### Testo fornito

Sintomi Covid-19 taciuti ai sanitari, un testimone: “quel paziente è stato con noi due ore”

Un operatore sanitario del “Parini” racconta quel giorno della scorsa settimana, quando dei colpi di tosse hanno insospettito sulle condizioni dell'uomo che doveva affrontare una rinoplastica.
L'ospedale regionale Umberto Parini
Cronaca

“Tutti siamo venuti a contatto con lui”. A parlare è un operatore sanitario del “Parini”, in servizio nel blocco operatorio il giorno dell’intervento fermato in extremis per l’emergere di sintomi non riferiti dal paziente, che hanno insospettito l’équipe su un possibile caso di Coronavirus, poi accertato effettuando il tampone. Sull’episodio, la Procura ha aperto un fascicolo per epidemia colposa aggravata. La fonte, data la delicatezza della situazione, chiede ovviamente di restare anonima, ma ripercorre nel dettaglio una sequenza tra l’incredibile e l’inquietante.

Record estratti da un dataset
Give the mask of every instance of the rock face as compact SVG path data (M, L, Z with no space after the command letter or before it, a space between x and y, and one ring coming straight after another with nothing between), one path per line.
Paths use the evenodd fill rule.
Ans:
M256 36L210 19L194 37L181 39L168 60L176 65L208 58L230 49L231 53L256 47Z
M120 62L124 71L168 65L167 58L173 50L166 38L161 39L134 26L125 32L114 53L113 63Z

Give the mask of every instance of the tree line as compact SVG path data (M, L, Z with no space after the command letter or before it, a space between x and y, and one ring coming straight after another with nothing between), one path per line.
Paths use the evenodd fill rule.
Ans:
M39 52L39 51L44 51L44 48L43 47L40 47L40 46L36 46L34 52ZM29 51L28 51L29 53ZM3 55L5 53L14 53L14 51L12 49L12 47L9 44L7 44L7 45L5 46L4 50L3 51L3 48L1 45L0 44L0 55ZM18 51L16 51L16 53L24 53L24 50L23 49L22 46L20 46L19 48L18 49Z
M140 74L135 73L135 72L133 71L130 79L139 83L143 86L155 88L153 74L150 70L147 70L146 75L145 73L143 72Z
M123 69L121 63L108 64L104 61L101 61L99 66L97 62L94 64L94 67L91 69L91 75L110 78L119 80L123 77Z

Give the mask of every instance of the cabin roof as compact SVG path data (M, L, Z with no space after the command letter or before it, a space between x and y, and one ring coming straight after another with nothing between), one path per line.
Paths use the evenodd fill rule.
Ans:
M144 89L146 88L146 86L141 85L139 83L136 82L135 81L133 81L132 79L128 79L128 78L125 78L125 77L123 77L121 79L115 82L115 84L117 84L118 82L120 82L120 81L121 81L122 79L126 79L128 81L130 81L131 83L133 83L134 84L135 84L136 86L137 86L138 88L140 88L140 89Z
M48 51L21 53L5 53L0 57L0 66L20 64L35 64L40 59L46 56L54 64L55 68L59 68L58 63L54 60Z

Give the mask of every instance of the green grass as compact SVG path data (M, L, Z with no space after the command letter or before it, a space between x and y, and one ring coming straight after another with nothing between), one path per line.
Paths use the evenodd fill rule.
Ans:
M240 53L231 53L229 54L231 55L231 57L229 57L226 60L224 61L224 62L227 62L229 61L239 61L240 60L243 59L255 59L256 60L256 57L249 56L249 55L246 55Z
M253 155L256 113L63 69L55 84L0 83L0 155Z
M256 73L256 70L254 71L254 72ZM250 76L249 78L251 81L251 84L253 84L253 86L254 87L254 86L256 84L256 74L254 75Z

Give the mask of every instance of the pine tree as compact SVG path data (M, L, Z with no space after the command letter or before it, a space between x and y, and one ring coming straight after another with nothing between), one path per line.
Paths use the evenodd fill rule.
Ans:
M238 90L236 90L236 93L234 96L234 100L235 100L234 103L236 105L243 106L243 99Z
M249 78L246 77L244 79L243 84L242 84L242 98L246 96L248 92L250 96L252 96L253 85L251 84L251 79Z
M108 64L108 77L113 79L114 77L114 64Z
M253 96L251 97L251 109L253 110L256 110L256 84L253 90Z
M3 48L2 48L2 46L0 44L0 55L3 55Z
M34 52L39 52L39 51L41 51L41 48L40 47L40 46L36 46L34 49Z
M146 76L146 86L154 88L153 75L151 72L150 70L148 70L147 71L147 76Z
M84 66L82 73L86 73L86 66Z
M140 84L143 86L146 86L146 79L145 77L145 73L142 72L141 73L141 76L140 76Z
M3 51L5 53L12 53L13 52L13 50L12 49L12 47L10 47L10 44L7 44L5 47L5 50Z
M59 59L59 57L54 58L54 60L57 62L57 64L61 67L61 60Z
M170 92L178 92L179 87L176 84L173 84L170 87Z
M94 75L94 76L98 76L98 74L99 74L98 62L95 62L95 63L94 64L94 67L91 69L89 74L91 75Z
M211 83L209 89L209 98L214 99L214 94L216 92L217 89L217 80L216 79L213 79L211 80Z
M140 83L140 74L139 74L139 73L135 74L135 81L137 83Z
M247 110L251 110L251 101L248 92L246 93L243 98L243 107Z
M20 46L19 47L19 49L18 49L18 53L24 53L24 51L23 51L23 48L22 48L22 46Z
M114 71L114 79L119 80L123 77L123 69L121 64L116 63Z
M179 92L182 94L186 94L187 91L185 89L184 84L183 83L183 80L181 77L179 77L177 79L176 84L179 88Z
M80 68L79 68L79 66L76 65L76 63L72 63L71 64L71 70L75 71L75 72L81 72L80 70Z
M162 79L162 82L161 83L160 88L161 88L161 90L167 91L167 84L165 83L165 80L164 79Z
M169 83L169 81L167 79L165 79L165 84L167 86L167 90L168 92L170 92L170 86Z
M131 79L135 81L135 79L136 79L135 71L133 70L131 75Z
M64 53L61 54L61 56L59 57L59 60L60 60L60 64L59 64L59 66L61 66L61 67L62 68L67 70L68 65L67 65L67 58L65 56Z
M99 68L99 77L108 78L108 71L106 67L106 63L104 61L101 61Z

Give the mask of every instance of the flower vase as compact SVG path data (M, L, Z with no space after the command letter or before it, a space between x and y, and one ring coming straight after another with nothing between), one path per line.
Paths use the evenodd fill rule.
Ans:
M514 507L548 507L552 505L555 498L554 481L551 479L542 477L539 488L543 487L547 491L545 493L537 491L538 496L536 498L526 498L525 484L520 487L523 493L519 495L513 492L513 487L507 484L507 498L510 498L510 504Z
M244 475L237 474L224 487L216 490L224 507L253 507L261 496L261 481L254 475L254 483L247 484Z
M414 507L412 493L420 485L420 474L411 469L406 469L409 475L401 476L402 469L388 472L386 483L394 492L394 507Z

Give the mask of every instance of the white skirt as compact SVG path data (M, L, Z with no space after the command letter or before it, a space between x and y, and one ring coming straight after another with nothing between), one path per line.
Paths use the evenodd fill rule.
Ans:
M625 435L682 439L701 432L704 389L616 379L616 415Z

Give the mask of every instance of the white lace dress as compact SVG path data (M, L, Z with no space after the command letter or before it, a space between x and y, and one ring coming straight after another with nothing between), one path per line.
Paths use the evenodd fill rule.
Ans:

### Consegna
Prosegua l'articolo sul paziente che ha taciuto i sintomi di Covid-19 prima della rinoplastica, riprendendo subito dopo l'ultima frase riportata.

### Soluzione proposta
Cominciamo dall’inizio…
“Era la settimana scorsa. Dal reparto arriva il paziente che doveva essere sottoposto a una rinoplastica. Viene avviata la fase pre-intervento, che avviene in un locale diverso dalla sala operatoria vera e propria. Lì si lavora in diversi, perché ci sono sei postazioni e ognuno può seguire più persone”.

A quel punto, chi arriva là, è ancora cosciente?
“Esatto. Quell’uomo parlava, appariva tranquillo, non dava segni che lasciassero presagire le sue condizioni. Sono state compiute le operazioni preparatorie, ma siccome l’intervento prima del suo si è protratto, è rimasto lì per un paio d’ore. In quell’arco di tempo, tutti gli siamo stati vicini, per i vari aspetti del pre-intervento (che includono, tra l’altro, preparare l’accesso venoso per l’anestesia, ndr.)”.

Dopodiché?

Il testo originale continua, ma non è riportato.